Excerpt START
One too-often forgotten such issue is the vital one of the need for any given senior commander to cooperate smoothly with at times mercurial sovereign civilian leadership. Stephen Taaffe’s fascinating and vital treatment of this exact subject in Commanding Lincoln’s Navy provides ‘all results in’ analysis of that vital and potentially-explosive relationship of much use to military thinkers of the 21st Century.

Gideon Welles, Lincoln’s only Secretary of the Navy, had no naval experience, but as a fiercely loyal cabinet member and a former newspaper editor, he combined a priceless understanding of media realities with a grinding determination to win the war. Taaffe ably chronicles Welles’s maturation as a manager of his human resources and obstacles, looming high among which were the Navy’s ossified seniority system and its tremendously powerful bureaux. Taaffe makes excellent use of Welles’s own assessment of his challenges, lucidly preserved in Welles’s multi-volume Diary, which combines priceless insight into the ‘team of rivals’ and the individuals who Welles felt helped or hindered the war effort and Welles’s efforts to complete and sustain the blockade that eventually strangled the Confederacy.
Excerpt END
Instructions
• a. From the book review, copy out the part that opens with the words containing "Gideon Welles, Lincoln’s" and closes with "strangled the Confederacy.".
• b. Extend the review of Commanding Lincoln's Navy beyond its final sentence.
Extracted data START
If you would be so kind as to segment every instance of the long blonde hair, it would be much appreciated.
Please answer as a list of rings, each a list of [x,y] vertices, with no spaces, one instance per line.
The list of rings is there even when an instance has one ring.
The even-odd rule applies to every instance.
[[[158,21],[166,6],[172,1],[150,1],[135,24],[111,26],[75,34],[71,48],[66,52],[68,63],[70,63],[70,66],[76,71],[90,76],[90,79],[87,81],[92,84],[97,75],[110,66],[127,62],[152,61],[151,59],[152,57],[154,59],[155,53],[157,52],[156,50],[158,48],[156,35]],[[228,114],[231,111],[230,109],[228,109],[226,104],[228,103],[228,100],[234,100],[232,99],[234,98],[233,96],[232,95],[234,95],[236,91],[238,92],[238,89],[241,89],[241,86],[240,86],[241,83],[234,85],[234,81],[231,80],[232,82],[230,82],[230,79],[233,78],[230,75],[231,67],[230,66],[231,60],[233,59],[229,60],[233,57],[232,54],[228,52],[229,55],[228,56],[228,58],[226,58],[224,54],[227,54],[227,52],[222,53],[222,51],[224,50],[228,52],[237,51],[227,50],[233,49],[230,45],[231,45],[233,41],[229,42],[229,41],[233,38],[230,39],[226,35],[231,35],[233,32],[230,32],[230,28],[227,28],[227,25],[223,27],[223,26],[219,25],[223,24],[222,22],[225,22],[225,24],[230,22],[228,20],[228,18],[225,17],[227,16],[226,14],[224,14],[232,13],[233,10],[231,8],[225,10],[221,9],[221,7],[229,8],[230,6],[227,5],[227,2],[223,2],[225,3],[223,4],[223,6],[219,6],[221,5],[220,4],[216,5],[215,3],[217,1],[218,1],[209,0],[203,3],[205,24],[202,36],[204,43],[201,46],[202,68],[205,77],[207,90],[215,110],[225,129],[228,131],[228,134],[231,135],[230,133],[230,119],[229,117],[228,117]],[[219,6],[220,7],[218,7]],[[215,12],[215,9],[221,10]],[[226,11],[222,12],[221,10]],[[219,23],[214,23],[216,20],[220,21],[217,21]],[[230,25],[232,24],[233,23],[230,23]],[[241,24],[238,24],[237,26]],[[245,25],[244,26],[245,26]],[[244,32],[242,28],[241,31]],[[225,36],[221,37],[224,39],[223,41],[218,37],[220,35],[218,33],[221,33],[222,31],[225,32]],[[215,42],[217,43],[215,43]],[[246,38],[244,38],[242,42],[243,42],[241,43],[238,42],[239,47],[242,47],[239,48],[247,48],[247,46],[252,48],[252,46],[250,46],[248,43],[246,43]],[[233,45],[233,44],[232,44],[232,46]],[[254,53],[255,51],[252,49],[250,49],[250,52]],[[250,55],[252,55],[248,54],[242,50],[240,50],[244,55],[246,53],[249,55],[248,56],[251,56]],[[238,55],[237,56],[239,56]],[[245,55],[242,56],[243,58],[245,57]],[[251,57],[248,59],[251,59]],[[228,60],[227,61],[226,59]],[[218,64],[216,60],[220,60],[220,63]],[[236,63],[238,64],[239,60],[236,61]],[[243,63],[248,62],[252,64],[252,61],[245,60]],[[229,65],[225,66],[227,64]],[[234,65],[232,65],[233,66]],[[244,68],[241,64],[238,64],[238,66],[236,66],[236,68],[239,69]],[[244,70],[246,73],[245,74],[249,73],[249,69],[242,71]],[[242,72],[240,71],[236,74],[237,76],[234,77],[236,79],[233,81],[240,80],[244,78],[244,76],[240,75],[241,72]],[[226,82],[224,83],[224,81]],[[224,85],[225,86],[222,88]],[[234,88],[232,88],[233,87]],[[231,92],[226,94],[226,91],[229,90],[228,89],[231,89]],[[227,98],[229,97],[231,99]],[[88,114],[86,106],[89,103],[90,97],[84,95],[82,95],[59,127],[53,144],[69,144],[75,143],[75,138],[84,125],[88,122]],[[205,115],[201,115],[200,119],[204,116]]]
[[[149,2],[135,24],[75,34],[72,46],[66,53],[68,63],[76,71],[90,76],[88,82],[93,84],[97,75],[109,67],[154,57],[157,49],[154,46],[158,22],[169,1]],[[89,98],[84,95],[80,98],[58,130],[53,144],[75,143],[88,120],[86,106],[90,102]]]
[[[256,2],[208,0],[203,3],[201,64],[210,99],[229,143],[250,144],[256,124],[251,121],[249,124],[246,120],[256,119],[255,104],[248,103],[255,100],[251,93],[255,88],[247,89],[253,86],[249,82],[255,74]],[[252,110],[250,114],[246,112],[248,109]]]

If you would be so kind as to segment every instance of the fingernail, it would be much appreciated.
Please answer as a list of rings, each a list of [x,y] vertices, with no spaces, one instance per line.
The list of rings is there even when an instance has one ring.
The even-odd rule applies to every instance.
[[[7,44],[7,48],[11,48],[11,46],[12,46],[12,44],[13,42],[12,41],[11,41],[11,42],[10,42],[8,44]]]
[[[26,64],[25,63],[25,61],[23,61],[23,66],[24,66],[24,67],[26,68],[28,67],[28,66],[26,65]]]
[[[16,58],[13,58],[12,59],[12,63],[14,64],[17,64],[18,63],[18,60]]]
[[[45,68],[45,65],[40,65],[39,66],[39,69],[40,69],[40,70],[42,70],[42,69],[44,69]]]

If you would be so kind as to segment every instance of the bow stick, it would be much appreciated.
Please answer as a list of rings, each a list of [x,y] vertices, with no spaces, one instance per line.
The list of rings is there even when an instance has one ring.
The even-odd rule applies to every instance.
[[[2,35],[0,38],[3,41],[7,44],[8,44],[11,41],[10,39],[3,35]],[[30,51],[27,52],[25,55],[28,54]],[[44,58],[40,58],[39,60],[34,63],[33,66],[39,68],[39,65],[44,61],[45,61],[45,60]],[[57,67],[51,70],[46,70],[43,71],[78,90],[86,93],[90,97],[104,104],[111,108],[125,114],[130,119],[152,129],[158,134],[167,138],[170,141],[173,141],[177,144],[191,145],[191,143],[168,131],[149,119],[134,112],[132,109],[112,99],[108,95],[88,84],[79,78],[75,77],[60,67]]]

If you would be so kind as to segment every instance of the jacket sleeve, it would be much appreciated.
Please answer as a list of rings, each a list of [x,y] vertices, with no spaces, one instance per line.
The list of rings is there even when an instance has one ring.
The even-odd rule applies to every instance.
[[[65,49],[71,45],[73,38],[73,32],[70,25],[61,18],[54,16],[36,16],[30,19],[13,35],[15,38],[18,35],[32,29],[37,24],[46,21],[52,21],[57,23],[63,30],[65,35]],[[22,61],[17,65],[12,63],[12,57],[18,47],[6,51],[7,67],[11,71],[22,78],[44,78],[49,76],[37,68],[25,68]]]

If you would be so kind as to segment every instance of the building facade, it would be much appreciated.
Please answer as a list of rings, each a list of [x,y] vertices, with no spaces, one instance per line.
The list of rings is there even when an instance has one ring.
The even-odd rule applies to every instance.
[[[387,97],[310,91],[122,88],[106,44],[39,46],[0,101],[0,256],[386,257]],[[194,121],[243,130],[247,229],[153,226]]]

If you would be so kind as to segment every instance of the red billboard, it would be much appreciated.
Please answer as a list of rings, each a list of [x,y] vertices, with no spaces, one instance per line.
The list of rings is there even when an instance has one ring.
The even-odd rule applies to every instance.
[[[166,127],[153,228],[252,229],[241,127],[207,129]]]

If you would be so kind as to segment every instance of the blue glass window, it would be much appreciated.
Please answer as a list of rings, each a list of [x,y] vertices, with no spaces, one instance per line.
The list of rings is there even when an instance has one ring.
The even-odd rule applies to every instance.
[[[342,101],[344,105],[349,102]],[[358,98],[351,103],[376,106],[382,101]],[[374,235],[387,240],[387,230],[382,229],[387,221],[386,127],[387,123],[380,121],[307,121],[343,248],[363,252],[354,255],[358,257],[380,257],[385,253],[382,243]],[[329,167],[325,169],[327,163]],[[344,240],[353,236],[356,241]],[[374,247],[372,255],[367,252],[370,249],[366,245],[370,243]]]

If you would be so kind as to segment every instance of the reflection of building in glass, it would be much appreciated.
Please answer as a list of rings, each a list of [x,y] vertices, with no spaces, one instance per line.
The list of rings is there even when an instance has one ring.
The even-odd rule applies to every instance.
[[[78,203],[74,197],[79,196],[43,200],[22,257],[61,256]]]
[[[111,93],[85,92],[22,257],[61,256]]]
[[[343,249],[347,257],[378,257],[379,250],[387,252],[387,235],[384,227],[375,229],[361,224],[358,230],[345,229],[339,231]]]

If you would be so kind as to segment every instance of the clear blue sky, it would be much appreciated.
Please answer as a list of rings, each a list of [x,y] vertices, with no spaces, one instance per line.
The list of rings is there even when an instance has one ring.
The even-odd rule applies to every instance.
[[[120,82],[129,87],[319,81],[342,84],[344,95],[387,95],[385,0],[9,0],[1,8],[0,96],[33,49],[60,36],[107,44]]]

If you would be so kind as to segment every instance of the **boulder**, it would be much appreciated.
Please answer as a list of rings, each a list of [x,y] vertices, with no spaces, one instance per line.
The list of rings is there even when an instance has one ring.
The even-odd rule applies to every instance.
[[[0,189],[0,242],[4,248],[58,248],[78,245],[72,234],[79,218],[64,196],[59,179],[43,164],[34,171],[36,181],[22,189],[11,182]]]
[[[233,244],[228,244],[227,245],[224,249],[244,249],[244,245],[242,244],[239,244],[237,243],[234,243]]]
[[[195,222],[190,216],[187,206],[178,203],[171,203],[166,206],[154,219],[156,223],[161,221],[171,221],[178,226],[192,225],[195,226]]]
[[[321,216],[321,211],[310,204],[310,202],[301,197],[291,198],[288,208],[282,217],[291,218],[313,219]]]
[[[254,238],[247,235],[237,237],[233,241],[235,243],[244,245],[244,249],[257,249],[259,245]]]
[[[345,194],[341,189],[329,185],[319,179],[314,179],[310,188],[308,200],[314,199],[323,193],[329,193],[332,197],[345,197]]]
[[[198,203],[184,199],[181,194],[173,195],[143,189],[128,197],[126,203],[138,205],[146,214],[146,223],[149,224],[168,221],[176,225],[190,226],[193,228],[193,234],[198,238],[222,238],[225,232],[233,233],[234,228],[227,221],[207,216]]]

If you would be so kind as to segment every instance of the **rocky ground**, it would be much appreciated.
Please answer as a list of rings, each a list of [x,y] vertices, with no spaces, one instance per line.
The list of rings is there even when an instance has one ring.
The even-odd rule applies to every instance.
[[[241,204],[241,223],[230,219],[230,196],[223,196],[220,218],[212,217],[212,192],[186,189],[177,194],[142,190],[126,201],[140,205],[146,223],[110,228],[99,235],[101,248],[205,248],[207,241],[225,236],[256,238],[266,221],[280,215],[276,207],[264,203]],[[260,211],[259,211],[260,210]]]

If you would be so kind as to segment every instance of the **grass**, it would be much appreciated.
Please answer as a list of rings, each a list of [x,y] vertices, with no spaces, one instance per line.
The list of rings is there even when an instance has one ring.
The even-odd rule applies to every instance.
Extracted data END
Outputs for the tasks
• a.
Gideon Welles, Lincoln’s only Secretary of the Navy, had no naval experience, but as a fiercely loyal cabinet member and a former newspaper editor, he combined a priceless understanding of media realities with a grinding determination to win the war. Taaffe ably chronicles Welles’s maturation as a manager of his human resources and obstacles, looming high among which were the Navy’s ossified seniority system and its tremendously powerful bureaux. Taaffe makes excellent use of Welles’s own assessment of his challenges, lucidly preserved in Welles’s multi-volume Diary, which combines priceless insight into the ‘team of rivals’ and the individuals who Welles felt helped or hindered the war effort and Welles’s efforts to complete and sustain the blockade that eventually strangled the Confederacy.

• b.
Taaffe chronicles how Welles had often-undesired input from all motives and all sides on nearly every one of his decisions, whether it was the support or replacement of a particular commander or the employment of a given weapons system or tactic. Welles’s navy was far less tolerant of hesitation or even suspected disloyalty to the Federal cause among his officers than were those initially in charge of the Union’s armies. Lincoln, other cabinet officials and Gustavus Vasa Fox, his competent and assertive Assistant Secretary, all put pressures on Welles in addition to those posed by the ghastly condition of admirals, ships, and Welles’s frantic need to find good replacements for them all in frantic haste. Unsurprisingly, Welles never managed perfection under such strains, but by the end of Taaffe’s narrative one shares Lincoln’s high opinion of Welles’s execution of his office.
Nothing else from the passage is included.